* _Material to process_
----
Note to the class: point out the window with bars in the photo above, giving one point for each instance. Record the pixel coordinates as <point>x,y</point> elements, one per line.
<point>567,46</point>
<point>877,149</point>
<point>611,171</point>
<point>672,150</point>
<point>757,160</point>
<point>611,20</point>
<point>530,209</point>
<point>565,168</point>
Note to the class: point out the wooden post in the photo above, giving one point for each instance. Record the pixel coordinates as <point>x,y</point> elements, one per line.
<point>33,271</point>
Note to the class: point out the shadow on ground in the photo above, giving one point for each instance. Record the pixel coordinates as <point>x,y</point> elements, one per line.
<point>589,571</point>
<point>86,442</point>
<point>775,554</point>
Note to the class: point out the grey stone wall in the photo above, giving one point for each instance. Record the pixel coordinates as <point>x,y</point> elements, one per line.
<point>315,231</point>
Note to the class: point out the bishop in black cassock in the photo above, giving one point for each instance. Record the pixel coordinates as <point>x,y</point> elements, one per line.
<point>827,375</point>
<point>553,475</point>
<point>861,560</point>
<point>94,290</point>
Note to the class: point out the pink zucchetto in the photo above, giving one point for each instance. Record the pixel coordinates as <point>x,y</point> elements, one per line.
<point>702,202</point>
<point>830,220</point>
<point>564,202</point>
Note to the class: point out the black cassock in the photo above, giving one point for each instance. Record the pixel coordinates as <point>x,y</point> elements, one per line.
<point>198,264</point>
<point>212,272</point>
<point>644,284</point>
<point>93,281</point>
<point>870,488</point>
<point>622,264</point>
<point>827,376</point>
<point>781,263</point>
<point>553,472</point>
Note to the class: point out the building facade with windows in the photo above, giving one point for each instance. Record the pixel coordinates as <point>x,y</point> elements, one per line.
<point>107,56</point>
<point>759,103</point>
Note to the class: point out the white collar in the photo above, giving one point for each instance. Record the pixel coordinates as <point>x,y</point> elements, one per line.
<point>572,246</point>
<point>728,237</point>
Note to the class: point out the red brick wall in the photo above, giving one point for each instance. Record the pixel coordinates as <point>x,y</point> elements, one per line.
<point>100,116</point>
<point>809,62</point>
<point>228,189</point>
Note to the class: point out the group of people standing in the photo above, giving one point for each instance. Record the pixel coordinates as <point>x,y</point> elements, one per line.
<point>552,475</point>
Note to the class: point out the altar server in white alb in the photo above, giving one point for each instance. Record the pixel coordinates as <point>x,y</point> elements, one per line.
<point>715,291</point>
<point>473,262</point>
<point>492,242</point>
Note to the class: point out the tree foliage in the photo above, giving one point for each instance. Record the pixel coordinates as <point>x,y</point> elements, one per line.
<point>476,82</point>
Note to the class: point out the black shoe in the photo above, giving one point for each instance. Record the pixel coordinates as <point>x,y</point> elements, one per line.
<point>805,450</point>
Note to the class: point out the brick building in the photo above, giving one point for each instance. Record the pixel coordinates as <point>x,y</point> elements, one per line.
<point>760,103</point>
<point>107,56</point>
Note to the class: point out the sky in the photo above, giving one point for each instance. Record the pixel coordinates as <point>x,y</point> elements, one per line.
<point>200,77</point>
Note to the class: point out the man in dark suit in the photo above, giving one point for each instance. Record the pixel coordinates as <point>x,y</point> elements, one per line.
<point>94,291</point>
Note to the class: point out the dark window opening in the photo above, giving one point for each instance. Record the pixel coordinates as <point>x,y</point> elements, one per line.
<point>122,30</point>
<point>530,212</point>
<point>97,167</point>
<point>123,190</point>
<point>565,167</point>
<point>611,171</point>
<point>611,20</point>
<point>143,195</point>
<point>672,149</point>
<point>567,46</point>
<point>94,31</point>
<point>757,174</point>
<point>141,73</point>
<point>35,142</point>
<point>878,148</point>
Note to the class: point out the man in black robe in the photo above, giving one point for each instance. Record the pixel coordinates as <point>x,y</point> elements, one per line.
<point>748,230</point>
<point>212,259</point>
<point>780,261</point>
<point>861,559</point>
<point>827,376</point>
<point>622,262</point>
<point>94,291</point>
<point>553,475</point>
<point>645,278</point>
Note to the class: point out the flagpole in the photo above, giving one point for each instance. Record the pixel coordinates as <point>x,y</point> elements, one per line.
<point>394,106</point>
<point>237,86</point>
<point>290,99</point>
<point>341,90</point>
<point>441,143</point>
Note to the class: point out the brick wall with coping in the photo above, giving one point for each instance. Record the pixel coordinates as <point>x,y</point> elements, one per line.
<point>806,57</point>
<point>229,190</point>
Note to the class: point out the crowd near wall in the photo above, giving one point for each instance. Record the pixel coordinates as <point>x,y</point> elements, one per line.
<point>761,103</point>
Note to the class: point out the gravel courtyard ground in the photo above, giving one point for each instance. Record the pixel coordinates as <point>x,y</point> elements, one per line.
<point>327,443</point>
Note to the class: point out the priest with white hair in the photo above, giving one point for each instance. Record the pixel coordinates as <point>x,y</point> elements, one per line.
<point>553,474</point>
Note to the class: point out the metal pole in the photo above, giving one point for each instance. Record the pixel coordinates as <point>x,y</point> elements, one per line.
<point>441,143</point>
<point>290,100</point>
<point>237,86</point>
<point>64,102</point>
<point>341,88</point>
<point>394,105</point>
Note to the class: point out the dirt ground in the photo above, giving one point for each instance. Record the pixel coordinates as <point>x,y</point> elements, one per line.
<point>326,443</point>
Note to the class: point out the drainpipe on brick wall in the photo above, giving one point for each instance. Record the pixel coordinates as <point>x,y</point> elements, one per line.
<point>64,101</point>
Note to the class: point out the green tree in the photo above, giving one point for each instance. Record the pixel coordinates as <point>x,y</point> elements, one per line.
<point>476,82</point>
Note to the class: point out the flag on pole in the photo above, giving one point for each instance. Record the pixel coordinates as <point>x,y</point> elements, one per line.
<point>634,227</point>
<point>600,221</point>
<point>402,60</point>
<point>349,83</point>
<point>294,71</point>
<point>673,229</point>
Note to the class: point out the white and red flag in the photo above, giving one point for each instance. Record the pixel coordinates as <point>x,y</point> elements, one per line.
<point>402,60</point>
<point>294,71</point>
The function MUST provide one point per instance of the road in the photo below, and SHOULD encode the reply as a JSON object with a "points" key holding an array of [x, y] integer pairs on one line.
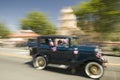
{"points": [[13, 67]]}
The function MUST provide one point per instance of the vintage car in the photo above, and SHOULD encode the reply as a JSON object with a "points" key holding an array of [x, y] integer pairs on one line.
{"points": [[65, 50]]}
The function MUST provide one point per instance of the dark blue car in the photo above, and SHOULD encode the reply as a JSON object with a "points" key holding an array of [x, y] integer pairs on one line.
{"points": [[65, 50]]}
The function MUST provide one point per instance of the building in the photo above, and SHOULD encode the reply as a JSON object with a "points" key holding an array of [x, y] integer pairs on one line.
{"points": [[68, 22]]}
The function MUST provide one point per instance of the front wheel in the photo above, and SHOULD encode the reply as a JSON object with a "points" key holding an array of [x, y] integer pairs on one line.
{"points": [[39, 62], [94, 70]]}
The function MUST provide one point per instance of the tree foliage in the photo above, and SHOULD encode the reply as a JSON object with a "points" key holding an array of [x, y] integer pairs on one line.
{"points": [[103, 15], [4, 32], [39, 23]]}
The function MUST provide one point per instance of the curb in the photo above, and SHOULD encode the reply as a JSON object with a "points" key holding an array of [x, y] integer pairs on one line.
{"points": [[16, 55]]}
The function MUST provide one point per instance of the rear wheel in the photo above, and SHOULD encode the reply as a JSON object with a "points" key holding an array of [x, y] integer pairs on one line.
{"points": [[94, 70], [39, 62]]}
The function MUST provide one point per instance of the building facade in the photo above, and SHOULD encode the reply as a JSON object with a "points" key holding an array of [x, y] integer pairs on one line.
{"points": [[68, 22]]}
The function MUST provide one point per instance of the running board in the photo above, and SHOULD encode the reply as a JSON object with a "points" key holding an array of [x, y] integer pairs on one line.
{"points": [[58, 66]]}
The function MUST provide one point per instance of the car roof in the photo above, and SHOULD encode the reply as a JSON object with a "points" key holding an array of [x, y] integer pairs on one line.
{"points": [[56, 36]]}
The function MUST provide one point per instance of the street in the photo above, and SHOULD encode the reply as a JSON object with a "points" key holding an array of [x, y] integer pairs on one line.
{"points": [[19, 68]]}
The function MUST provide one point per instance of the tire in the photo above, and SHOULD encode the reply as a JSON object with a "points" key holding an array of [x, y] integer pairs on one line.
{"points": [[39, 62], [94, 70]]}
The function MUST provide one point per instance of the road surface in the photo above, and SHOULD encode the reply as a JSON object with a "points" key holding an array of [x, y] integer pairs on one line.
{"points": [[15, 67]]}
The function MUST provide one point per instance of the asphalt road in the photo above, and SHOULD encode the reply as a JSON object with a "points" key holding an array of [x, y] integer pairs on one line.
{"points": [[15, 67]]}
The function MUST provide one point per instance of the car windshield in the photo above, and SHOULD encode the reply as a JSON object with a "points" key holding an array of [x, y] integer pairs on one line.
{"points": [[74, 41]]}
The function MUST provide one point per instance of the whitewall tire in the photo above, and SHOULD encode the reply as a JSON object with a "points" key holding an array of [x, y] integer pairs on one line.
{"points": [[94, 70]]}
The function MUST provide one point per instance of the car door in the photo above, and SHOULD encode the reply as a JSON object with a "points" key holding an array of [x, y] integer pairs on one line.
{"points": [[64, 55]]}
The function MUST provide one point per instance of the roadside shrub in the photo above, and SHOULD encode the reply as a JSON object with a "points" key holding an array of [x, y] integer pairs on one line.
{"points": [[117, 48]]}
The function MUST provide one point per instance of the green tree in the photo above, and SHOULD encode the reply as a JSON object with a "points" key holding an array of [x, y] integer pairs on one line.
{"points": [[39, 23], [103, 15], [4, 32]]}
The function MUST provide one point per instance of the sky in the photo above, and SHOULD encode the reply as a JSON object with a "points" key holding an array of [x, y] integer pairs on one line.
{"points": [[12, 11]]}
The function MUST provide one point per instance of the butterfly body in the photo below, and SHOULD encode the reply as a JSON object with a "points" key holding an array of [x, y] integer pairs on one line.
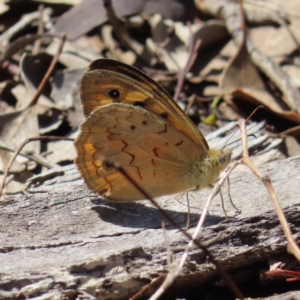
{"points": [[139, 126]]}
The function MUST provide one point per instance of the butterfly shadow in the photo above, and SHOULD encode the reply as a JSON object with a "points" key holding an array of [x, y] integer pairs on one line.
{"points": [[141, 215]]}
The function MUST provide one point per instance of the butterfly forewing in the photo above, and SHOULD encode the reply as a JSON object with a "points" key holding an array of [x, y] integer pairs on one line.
----
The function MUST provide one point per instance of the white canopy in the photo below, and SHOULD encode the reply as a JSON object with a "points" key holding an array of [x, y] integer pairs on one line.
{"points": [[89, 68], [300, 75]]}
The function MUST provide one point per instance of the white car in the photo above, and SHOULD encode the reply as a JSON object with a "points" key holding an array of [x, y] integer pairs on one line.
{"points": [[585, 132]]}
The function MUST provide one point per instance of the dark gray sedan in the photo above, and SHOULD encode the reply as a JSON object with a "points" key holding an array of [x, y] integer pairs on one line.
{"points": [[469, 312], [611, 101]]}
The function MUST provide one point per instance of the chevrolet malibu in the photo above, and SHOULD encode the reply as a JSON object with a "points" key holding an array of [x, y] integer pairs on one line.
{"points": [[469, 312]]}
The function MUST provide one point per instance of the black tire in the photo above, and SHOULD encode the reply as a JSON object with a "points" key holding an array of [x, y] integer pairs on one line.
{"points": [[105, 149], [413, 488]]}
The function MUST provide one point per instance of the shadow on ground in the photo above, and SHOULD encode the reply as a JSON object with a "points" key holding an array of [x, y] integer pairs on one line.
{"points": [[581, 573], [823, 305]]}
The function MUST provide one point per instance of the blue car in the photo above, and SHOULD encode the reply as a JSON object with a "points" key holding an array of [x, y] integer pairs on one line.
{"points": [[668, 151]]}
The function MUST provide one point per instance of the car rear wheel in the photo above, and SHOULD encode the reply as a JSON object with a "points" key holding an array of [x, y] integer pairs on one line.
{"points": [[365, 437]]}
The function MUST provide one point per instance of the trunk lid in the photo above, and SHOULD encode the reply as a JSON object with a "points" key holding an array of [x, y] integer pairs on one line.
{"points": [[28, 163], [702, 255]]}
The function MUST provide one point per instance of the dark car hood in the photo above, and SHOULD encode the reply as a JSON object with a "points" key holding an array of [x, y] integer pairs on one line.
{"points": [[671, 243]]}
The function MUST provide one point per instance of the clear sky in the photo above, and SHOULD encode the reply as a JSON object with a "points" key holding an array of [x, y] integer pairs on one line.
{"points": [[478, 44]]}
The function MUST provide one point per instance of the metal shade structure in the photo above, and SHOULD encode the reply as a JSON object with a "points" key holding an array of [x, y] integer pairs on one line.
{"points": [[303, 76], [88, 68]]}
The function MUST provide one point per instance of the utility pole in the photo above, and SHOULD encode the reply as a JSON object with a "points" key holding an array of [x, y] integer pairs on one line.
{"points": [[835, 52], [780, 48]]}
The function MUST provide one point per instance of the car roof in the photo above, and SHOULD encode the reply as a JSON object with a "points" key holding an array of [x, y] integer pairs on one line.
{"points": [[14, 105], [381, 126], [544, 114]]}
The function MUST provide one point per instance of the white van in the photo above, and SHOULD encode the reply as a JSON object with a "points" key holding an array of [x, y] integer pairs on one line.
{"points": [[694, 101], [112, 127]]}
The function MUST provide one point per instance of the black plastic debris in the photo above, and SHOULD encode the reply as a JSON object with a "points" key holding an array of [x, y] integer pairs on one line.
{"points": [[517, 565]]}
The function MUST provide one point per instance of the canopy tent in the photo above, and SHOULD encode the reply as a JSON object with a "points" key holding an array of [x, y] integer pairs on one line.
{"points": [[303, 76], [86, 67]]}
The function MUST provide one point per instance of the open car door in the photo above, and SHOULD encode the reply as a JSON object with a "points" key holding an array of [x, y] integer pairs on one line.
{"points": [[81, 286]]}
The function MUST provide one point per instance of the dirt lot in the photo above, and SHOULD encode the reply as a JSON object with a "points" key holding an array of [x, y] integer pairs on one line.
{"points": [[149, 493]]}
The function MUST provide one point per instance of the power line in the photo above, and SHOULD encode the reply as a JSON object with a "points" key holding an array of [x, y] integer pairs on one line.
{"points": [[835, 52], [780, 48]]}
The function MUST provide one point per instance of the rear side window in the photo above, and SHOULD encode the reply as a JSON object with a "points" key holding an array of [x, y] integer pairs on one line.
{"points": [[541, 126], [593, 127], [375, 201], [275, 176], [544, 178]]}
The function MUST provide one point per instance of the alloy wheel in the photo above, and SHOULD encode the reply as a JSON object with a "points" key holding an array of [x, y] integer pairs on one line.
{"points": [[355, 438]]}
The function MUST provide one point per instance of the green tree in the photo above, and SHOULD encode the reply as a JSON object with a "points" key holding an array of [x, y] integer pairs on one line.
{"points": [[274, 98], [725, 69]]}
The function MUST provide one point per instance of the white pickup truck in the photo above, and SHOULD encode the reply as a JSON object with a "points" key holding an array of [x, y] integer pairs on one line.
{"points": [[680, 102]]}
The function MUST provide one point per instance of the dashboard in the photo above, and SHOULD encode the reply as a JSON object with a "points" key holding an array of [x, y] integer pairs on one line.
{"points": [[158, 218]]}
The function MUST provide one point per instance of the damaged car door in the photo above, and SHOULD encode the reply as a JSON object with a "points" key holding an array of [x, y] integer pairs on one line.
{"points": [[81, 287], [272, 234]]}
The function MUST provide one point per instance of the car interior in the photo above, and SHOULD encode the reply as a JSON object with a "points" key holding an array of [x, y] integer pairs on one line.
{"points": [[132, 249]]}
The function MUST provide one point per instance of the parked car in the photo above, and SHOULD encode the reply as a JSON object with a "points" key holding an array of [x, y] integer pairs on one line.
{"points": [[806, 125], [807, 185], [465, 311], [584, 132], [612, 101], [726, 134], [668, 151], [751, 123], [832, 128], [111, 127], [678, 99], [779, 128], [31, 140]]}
----
Respond with the exact lines above running from the one containing "The function MUST provide one point per instance of the sky" to the one containing "the butterfly forewing", both ends kept and no pictures included.

The function MUST provide one point per instance of the sky in the photo above, and SHOULD encode the reply as a JSON object with a "points" key holding an array of [x, y] integer pairs on one line.
{"points": [[12, 11]]}
The function MUST provide one point per instance of the butterfly body in the photo below, and SHOULD encode the reply as a JSON object with a "points" key holding an array of [x, y] integer pairs on one line.
{"points": [[139, 126]]}
The function MUST provide one point per instance of the butterfly shadow in the photo above, and SHOULD encode the reply as a JSON object with a "points" key holding an array of [x, y] integer pairs on one line.
{"points": [[141, 215]]}
The function MUST provide one point per instance of the butterfly forewing in the photo above, and SHOULD encode the reply as a JSON object with a "points" key holding an array of [x, y] integer pairs on one line.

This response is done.